__Text shown__
= Tiger and buffaloes =

Abstract strategy board game from Myanmar

Tiger and buffaloes is a two-player abstract strategy board game from Myanmar (formerly known as Burma). It belongs to the hunt game family. The board is a 4x4 square grid, where pieces are placed on the intersection points and move along the lines. It is one of the smallest hunt games. Three tigers are going up against eleven buffaloes. The tigers attempt to capture as many of the buffaloes by the short leap as in draughts or alquerque. The buffaloes attempt to hem in the tigers.

The game most resembles tiger hunt games (or tiger games) and perhaps can be classified as one. Examples of tiger games are bagh-chal, rimau-rimau, and catch the hare. Tiger games usually consist of a standard Alquerque board which is a 5 x 5 square grid with several diagonal lines. Tiger and buffaloes consist of only a 4 x 4 square grid with no diagonal lines. It therefore most resembles hunt games such as khla si ko, len cúa kín ngoa, and sua ghin gnua.

The game was described by Miloš Zapletal in his 1986 book Velká encyklopedie her; II. Hry v klubovně which when translated from Czech is Great Encyclopedia of games; II. Games in the clubhouse.

Another name for the game is tiger game.

== Setup ==

A 4x4 square grid is used, and this creates 16 intersection points (here-in-forth referred to as "points"). There are 3 tiger pieces and 11 buffalo pieces with each set of pieces distinguishable from the other by color or design. Players decide who will play the Tigers, and who will play the Buffaloes. The board is empty in the beginning with each player's pieces set beside it.

== Rules ==

- Players alternate their turns throughout the game.
- The first stage of the game is the drop phase. The buffaloes move first. Four buffaloes are placed on any vacant points on the board. Then the tiger player places one tiger on any vacant point. Then the buffalo player places four more of its pieces on any vacant points. Then the tiger player places another tiger piece onto any vacant point. Then the buffalo player places its last three buffaloes on any vacant point. Lastly, the tiger player places its last tiger onto any vacant point.
- The next stage is the movement phase. The buffaloes move first. Both tigers and buffaloes can move along a line onto a vacant adjacent point. There are only orthogonal lines on the board, and therefore all moves are orthogonal (right, left, forward, backward). However, the tiger instead can capture an adjacent buffalo. The tiger leaps over the adjacent buffalo, and lands on a vacant point immediately beyond. The leap must be in a straight line, and follow the pattern on the board. The captured buffalo is removed from the board. It is uncertain if multiple leaps and captures are allowed. It is also uncertain if captures are compulsory, but in all other hunt games, captures are never compulsory.
- The tigers win if they capture enough buffaloes such that the buffaloes can no longer effectively block their movements.

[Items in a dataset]
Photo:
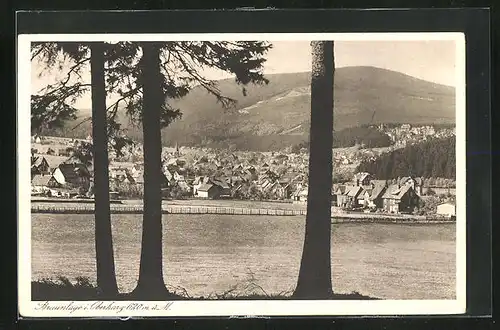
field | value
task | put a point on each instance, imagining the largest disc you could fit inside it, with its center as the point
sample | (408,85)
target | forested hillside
(435,158)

__List of tasks__
**a)** Answer these questions using the board game text:
(i) How many tiger pieces and how many buffalo pieces does the game use?
(ii) Which side moves first in the movement phase?
(iii) Who described the game, and in what year was that book published?
**b)** Put every line of the dataset listing into a numbered list, skipping blank lines and omitting the pictures.
The board game text and the listing are separate material with no connection to each other.

__Task-by-task answers__
**a)**
(i) The game uses 3 tiger pieces and 11 buffalo pieces.
(ii) The buffaloes move first.
(iii) Miloš Zapletal described it in a book published in 1986.

**b)**
1. Photo:
2. field | value
3. task | put a point on each instance, imagining the largest disc you could fit inside it, with its center as the point
4. sample | (408,85)
5. target | forested hillside
6. (435,158)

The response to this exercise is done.